**Data for review:**
☆ ☆ ☆

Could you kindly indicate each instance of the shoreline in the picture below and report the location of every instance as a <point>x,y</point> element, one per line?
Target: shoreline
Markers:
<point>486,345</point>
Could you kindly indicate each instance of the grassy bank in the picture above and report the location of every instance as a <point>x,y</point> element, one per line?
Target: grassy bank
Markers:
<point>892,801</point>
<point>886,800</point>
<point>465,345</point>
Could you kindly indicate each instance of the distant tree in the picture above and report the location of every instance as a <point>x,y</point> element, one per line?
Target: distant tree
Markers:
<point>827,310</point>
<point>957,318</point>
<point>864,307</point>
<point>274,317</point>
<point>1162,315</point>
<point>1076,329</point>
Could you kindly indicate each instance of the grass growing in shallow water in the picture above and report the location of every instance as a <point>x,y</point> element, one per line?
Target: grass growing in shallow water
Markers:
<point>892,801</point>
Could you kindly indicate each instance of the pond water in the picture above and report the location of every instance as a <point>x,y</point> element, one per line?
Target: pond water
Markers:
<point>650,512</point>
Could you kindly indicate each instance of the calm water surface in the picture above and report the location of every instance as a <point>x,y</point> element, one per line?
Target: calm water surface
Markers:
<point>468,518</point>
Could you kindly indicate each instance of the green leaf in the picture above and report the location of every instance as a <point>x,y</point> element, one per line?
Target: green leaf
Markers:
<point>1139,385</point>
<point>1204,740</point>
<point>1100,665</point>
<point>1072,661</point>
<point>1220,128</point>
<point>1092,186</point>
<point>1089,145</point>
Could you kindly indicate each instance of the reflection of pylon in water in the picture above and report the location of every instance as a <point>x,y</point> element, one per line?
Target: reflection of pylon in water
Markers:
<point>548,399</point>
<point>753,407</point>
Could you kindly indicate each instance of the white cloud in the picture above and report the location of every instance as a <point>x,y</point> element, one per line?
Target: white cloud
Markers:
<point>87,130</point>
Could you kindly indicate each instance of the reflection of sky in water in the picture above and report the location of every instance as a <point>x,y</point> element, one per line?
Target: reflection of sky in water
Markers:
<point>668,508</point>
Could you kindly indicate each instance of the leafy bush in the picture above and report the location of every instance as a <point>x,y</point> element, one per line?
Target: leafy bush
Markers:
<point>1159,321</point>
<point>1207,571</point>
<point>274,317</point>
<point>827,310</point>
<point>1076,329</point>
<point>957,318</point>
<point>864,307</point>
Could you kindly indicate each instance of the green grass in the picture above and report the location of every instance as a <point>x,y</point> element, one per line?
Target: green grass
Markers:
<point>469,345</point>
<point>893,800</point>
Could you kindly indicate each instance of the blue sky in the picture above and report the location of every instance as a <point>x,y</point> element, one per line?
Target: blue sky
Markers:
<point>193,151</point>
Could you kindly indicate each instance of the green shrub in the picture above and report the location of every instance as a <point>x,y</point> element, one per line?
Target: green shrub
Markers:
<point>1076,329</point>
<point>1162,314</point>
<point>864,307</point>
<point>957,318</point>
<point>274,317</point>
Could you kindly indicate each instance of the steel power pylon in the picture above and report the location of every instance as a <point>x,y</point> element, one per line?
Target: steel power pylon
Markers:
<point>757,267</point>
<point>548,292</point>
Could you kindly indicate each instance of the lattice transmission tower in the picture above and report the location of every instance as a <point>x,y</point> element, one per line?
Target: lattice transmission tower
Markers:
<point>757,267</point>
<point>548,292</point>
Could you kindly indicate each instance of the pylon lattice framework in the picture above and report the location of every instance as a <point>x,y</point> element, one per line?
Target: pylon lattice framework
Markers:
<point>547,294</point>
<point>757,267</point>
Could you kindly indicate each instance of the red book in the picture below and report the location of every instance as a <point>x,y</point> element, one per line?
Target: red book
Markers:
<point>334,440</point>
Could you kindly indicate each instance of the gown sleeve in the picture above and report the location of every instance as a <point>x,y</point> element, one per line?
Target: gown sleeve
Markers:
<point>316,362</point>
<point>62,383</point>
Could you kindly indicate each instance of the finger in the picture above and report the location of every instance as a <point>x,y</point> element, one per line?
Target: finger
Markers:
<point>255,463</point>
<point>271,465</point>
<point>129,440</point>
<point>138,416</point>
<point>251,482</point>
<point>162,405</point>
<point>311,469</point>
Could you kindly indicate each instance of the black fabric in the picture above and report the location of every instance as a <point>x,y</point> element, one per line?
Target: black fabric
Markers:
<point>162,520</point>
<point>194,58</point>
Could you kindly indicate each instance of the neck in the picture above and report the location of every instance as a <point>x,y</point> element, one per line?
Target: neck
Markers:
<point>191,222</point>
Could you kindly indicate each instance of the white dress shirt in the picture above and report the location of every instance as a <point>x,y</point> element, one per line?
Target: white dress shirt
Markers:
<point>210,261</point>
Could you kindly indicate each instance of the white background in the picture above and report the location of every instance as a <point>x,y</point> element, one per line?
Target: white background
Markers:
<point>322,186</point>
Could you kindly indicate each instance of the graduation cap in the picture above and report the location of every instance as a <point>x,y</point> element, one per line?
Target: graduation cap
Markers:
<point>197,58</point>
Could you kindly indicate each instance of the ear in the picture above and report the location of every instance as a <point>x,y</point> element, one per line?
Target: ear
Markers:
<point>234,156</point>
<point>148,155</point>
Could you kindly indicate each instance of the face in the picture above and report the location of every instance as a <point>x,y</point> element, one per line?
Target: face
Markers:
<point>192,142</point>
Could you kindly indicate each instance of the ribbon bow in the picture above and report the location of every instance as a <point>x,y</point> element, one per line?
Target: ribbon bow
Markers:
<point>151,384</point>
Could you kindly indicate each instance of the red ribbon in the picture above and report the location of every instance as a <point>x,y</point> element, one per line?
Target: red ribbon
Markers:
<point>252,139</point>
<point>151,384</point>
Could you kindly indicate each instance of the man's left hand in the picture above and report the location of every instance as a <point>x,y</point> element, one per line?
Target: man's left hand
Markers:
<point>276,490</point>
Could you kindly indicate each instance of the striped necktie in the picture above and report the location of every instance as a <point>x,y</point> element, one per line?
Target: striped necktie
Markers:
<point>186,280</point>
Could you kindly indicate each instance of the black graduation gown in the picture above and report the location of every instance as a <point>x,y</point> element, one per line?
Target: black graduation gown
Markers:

☆ ☆ ☆

**Assigned task:** Only the count is wanted: report how many lines of the material above hold the word "necktie".

**Answer area:** 2